[Point-per-instance localization data]
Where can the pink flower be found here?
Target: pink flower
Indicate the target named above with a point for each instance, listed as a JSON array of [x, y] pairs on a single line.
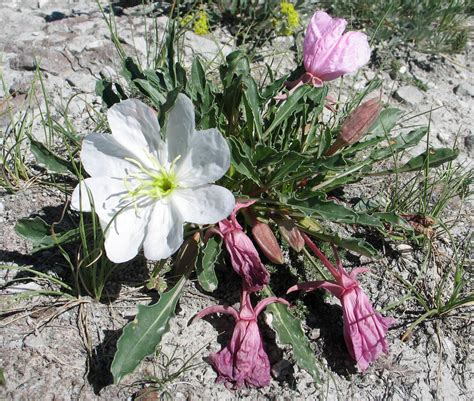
[[328, 53], [243, 254], [364, 328], [243, 360]]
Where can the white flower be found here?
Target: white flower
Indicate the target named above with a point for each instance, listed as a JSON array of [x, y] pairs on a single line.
[[144, 188]]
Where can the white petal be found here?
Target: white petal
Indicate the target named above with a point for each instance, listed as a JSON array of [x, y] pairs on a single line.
[[207, 159], [207, 204], [179, 127], [164, 234], [125, 234], [102, 155], [135, 126], [107, 195]]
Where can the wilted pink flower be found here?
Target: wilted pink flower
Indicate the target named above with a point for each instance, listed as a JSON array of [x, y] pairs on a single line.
[[267, 242], [243, 255], [356, 125], [243, 360], [364, 328], [328, 53]]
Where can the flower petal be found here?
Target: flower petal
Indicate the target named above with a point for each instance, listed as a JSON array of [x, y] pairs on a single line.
[[164, 234], [351, 52], [135, 126], [180, 127], [123, 224], [102, 155], [125, 234], [106, 194], [207, 204], [321, 36], [207, 159]]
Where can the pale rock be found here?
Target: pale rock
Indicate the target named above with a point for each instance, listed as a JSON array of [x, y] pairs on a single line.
[[79, 43], [96, 44], [409, 95], [464, 89], [281, 369], [204, 46]]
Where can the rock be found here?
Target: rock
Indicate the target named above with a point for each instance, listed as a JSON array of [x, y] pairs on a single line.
[[464, 89], [469, 142], [281, 369], [409, 95]]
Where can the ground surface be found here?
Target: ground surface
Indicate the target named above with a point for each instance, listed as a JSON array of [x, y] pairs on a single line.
[[63, 352]]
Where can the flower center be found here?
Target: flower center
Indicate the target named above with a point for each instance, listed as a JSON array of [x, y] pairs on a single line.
[[155, 183]]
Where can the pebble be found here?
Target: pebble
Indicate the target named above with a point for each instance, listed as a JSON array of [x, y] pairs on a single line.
[[281, 369], [464, 89], [409, 95]]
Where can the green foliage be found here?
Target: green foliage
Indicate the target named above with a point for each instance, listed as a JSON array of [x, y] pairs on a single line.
[[289, 332], [141, 336], [205, 266]]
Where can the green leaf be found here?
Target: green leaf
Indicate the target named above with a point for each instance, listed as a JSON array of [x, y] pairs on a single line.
[[401, 142], [252, 106], [39, 233], [150, 91], [288, 107], [385, 122], [46, 158], [104, 89], [141, 336], [331, 211], [358, 245], [241, 156], [205, 266], [289, 332]]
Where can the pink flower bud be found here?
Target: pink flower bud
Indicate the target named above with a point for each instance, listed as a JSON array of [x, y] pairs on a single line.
[[290, 232], [328, 52], [356, 125], [364, 328], [243, 360], [267, 242], [243, 255]]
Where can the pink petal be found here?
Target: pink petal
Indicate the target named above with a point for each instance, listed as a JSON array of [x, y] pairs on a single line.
[[321, 36], [267, 301], [351, 52], [226, 310], [364, 328]]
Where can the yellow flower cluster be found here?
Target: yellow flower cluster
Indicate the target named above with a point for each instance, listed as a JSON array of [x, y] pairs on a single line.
[[292, 18], [201, 26]]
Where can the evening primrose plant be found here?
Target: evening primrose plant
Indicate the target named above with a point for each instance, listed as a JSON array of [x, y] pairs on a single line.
[[243, 165]]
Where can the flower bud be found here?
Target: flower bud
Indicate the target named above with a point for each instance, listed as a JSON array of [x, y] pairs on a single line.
[[356, 125], [267, 242], [290, 232]]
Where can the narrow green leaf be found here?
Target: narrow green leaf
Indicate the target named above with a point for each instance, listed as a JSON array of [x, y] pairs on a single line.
[[352, 244], [104, 89], [401, 142], [290, 332], [434, 158], [46, 158], [141, 336], [205, 267], [150, 91], [241, 159], [386, 121], [39, 233], [288, 107], [331, 211]]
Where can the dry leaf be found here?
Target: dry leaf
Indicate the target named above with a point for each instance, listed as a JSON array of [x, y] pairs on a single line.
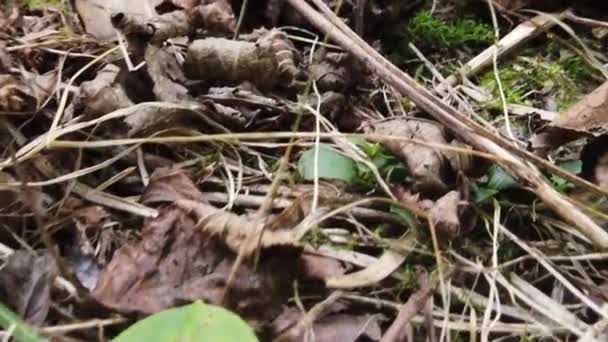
[[95, 14], [515, 4], [332, 72], [595, 161], [175, 263], [320, 267], [231, 62], [104, 94], [14, 95], [236, 230], [169, 185], [179, 259], [166, 74], [216, 16], [376, 272], [25, 284], [452, 215], [587, 117], [426, 164], [331, 327]]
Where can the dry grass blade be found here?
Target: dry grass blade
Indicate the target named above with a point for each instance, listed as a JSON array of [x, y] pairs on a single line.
[[465, 127]]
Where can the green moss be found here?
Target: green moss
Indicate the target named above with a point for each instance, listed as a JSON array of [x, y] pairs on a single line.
[[429, 29], [408, 279], [36, 4], [530, 80]]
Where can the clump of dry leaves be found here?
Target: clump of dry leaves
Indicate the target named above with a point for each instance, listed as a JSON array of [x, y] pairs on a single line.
[[152, 157]]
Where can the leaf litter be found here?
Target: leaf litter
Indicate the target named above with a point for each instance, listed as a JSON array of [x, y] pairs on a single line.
[[159, 154]]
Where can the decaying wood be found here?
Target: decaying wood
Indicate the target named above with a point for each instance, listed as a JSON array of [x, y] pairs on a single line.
[[472, 132]]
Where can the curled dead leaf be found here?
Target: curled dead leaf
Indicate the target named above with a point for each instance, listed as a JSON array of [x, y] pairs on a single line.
[[25, 284], [14, 95], [428, 165], [452, 215], [166, 74], [585, 118], [330, 327], [177, 261], [104, 94], [267, 61], [236, 230]]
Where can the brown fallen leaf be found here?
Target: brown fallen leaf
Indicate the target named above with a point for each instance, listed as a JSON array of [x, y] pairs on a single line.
[[14, 95], [321, 267], [166, 75], [452, 215], [235, 229], [588, 115], [332, 72], [96, 16], [178, 261], [428, 165], [585, 118], [25, 284], [104, 94], [169, 185], [595, 161], [265, 60]]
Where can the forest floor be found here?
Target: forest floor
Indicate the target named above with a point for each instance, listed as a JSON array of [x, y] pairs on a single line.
[[284, 170]]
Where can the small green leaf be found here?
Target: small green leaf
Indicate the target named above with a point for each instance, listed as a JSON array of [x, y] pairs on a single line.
[[484, 195], [191, 323], [20, 330], [500, 180], [332, 165]]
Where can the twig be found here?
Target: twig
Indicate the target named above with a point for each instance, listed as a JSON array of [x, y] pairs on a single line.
[[412, 307], [465, 127], [311, 316]]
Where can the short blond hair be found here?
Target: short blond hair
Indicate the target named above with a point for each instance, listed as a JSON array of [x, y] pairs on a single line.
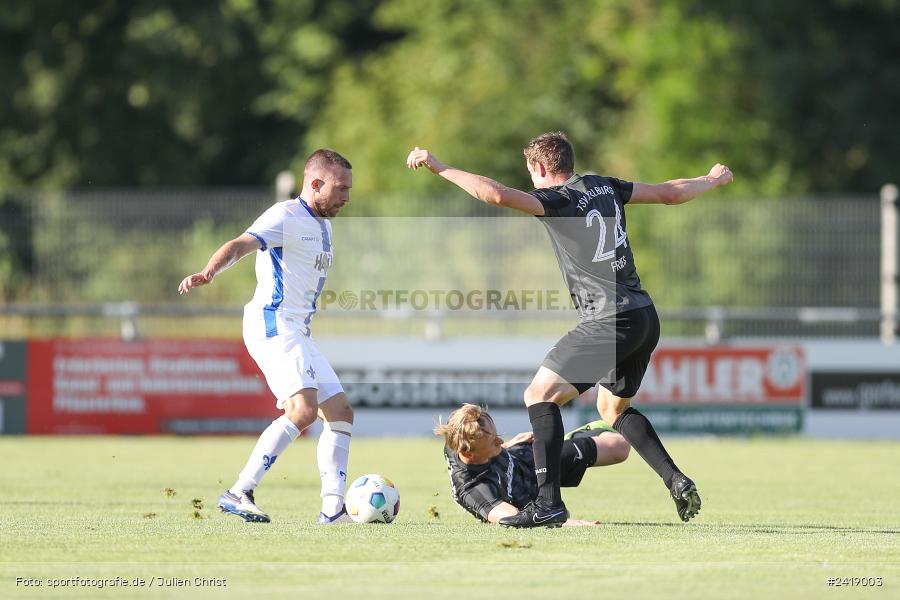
[[553, 150], [464, 426]]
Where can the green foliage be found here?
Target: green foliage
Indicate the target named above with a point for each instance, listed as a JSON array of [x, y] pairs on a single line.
[[797, 97]]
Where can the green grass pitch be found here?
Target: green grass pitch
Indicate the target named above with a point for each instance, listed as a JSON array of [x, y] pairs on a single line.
[[780, 516]]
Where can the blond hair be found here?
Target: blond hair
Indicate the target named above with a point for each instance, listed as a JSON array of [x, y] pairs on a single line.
[[553, 150], [463, 427]]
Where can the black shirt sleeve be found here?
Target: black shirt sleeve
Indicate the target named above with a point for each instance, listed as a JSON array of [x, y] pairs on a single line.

■ **Your goal**
Which of the lines above contain "litter"? Return them all.

■ **Response to this task**
Where can the leaf litter be found here?
Target: leaf litter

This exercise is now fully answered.